■ Fragmento de origen ■
Tria munera. Tres ministerios para una Curia cristiana
Esos ocho cardenales están trabajando en la “máquina” y no sabemos bien por donde van sus “tiros”, aunque es evidente que han recibido el encargo de lograr que "esta" Curia Vaticana se haga el “hakariri”, de manera que desaparezca y muera en su forma actual (para que surja algo distinto, en línea de evangelio).
También es evidente que otros muchos en la Curia están en contra de hacerse el “harakiri”, y así muestran su “poder”, como diciendo que ellos permanecen:
-- Ellos serían el “cantus firmus”, la música que viene de siempre y permanece, mientas que los papas en concreto (como este Franciscus I) pueden cantar por un momento su melosa cancioncilla, pero desaparecen pronto. Mueren los papas, piensan muchos; pero permanecen en ellos, la Curia de la Roma eterna.
-- Los papas pueden ser un poco “carismáticos” y cantar a su aire (como hizo con su gran voz Juan Pablo II), como hace Francisco… Pero lo que dicen ellos es sólo algo pasajero. Lo que queda y vale es lo de siempre, es decir, ellos: La Máquina de la Curia
-- Algunos esgrimen la famosa razón de Lampedusa: “Cambie todo para que todo permanezca”, y sigamos nosotros en la plaza, aunque con otros collares (si hace falta). Es decir: “Hagamos pensar que todo cambia, para que no cambie nada”.
De todo eso se habla en los comederos y las comidillas de la zona, mientras los ocho magníficos del cambio están buscando la forma de que la Curia Vaticana se ajuste al evangelio (y al tiempo actual), a través de un tipo de ruptura o desaparición, para aparecer quizá de una manera muy distinta.
Pues bien, en esa línea, puedo ofrecer unas reflexiones introductorias, partiendo de los tres ministerios clásicos de la Iglesia, que se llamaban y se siguen llamando Tria Munera, que vienen del AT y del mismo NT, y de los principios de la Iglesia.
Introducción. Una Curia con tres "ministerios"

Los “ministerios” o “congregaciones” de la Curia Vaticana, que vienen del siglo XVI, han realizado una función positiva, contribuyendo a que la Iglesia Católica se extienda y afiance en casi todo el mundo. Pero el modelo de iglesia que ellos han representado ha entrado en crisis con el surgimiento del sistema neo-liberal. No es que debamos abandonarlo sin más, pero tenemos que enraizarlo otra vez en la tierra evangélica, para descubrir las nuevas potencialidades del mensaje de Jesús.
No es fácil saber lo que será, pero podemos destacar nuevamente los tres ministerios (tria munera), que la tradición ha puesto de relieve: ministerio profético (proclamación de la palabra), de reino (servicio a los pobres) y de fiesta (celebración cristiana, eucaristía, cf. Vaticano II, Christus Dominus, 12-16).
Tenemos que volver a la experiencia radical del evangelio, para recordar que todos los cristianos son responsables de las tareas eclesiales (celebración, servicio, misión) pero algunos pueden asumirlas de un modo especial. Conforme a ese esquema de los Tria munera (sacerdotes, reyes, profetas), asumido por el Vaticano II , tendría que haber en la iglesia (y en especial en el Vaticano) tres servicios:
1. Servicio/ministerio profético de evangelización o anuncio del Reino, donde se incluiría la “Congregación para la doctrina de la fe” y todos los "dicasterios" o tareas dedicadas a la Palabra; no para controlar la fe, sino para dar testimonio de ella, no para vigilar a teólogos y posibles “herejes”, sino para animar a todos los creyentes y ofrecer de esa manera un testimonio de vida enriquecida por la llamada de Jesús y por la experiencia recreadora de la Pascua.

■ Tarea A ■
Sustituya "green tree" por "oak tree" en la parte del listado que va desde su comienzo hasta la línea que contiene "[(762, 171), (627, 190), (678, 173)]", ambas incluidas. Reproduzca únicamente esas líneas sin ningún otro cambio.
El texto sobre la Curia Vaticana y el listado no guardan relación entre sí.

Registros contenidos en un conjunto de datos:
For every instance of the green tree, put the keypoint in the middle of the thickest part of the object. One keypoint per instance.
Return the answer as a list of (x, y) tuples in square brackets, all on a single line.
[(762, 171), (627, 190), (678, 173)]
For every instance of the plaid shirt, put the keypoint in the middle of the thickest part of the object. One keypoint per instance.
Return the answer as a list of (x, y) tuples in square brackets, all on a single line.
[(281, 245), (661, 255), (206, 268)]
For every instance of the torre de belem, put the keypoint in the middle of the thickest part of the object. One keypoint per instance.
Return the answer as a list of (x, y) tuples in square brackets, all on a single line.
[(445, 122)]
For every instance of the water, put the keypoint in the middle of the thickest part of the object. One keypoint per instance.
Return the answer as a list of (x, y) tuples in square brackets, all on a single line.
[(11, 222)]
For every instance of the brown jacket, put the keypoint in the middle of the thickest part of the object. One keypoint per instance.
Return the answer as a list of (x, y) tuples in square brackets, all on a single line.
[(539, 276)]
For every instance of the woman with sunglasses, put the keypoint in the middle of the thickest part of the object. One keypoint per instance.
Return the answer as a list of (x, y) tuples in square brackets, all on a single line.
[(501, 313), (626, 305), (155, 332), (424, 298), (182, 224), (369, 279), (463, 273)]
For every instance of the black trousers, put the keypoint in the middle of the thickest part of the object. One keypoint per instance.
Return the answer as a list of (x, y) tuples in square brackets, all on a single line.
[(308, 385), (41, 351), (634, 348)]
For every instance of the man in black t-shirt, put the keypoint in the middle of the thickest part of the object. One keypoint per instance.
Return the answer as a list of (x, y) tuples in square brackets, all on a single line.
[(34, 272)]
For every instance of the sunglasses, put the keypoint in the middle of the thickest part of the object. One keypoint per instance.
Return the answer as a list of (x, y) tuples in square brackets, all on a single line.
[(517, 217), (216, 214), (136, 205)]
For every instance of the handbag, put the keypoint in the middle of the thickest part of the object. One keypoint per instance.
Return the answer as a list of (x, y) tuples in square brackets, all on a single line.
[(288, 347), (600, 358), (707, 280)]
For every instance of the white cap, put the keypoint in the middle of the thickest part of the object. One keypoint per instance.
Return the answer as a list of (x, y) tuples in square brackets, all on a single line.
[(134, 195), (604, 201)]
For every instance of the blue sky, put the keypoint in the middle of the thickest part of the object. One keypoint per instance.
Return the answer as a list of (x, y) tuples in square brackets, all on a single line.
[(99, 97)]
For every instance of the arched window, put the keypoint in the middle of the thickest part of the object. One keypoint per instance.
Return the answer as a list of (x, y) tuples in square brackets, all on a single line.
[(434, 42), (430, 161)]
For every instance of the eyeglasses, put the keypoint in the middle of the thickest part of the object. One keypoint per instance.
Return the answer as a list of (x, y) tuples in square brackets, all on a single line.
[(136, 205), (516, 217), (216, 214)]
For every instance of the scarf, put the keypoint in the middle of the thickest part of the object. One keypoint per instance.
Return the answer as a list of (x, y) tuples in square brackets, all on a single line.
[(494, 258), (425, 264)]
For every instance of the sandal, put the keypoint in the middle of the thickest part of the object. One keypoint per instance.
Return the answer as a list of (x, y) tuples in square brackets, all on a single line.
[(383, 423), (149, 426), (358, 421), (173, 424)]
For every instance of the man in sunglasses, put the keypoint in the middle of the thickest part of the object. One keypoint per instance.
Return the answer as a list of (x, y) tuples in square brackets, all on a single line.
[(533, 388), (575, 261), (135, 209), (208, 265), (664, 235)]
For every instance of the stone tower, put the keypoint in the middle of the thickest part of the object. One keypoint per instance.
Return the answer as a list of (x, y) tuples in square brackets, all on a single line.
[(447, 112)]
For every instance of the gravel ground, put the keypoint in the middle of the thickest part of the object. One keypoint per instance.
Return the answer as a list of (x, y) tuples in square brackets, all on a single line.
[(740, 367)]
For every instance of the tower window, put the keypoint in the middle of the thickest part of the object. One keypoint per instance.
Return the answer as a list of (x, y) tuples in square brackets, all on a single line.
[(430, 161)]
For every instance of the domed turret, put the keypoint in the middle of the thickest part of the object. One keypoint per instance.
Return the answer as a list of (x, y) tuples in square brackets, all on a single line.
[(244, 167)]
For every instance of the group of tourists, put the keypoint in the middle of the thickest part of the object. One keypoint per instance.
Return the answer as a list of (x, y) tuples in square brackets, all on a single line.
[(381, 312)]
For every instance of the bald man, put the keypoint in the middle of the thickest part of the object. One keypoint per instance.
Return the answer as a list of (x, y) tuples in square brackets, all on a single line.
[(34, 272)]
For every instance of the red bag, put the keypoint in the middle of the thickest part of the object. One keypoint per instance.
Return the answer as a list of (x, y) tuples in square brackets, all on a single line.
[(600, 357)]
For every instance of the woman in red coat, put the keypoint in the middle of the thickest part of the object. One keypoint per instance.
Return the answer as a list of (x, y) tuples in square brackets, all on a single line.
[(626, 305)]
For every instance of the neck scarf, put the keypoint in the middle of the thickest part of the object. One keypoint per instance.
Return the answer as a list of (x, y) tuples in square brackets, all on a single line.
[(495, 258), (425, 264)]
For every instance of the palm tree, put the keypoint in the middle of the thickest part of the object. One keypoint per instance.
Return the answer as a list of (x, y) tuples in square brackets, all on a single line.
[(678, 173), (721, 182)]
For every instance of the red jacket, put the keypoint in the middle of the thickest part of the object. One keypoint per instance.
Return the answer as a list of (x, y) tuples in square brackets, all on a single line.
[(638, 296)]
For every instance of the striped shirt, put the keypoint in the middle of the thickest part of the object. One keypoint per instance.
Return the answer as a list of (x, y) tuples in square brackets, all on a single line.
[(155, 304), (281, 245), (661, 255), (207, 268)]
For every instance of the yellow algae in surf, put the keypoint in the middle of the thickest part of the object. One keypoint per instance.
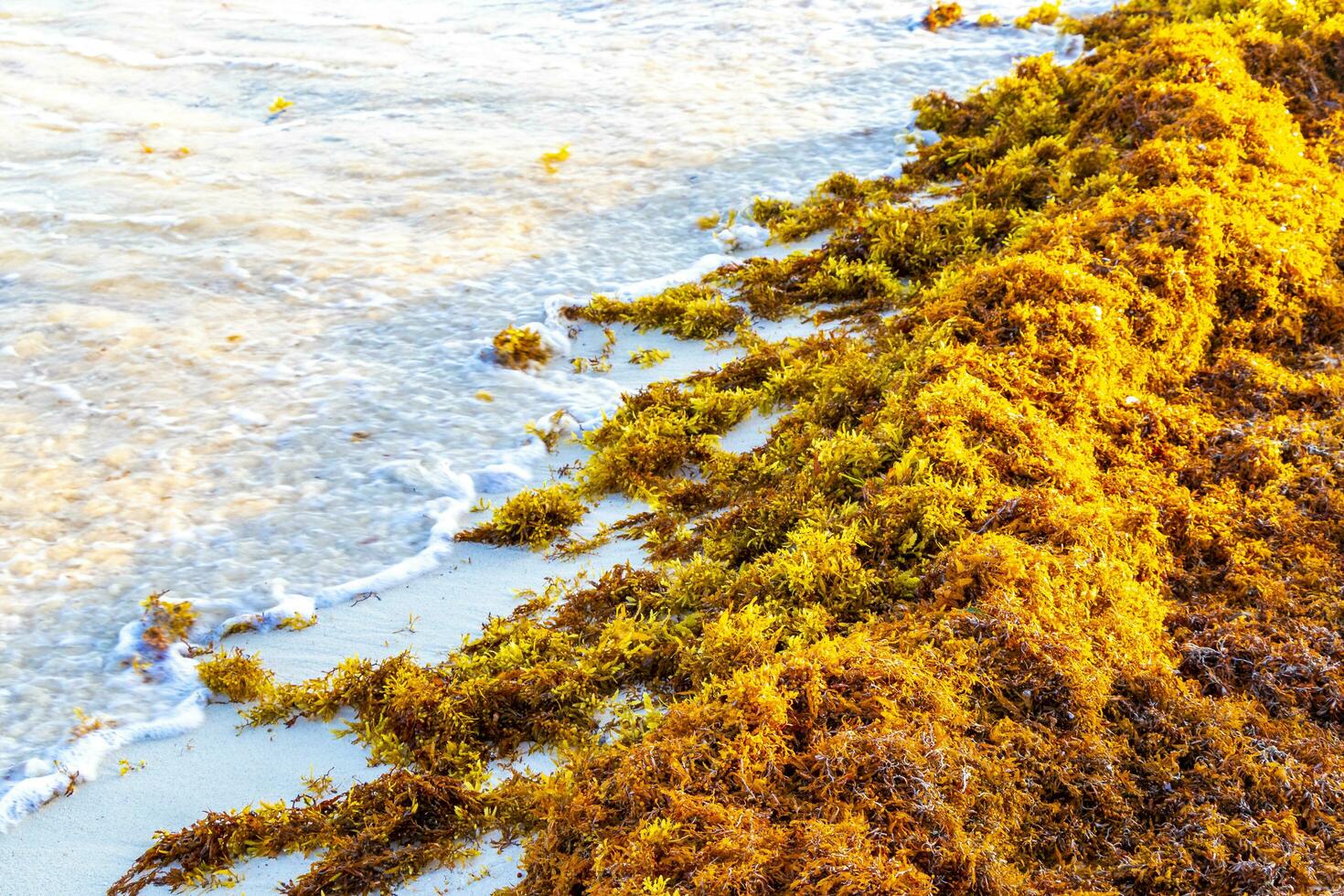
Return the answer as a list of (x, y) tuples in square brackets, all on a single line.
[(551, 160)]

■ Tarea B ■
Copie sin alteración alguna el pasaje del texto sobre la Curia Vaticana que empieza con las palabras "Introducción. Una Curia" y termina con "mensaje de Jesús.".

■ Resultado completo A ■
For every instance of the oak tree, put the keypoint in the middle of the thickest part of the object. One keypoint per instance.
Return the answer as a list of (x, y) tuples in square brackets, all on a single line.
[(762, 171), (627, 190), (678, 173)]

■ Resultado completo B ■
Introducción. Una Curia con tres "ministerios"

Los “ministerios” o “congregaciones” de la Curia Vaticana, que vienen del siglo XVI, han realizado una función positiva, contribuyendo a que la Iglesia Católica se extienda y afiance en casi todo el mundo. Pero el modelo de iglesia que ellos han representado ha entrado en crisis con el surgimiento del sistema neo-liberal. No es que debamos abandonarlo sin más, pero tenemos que enraizarlo otra vez en la tierra evangélica, para descubrir las nuevas potencialidades del mensaje de Jesús.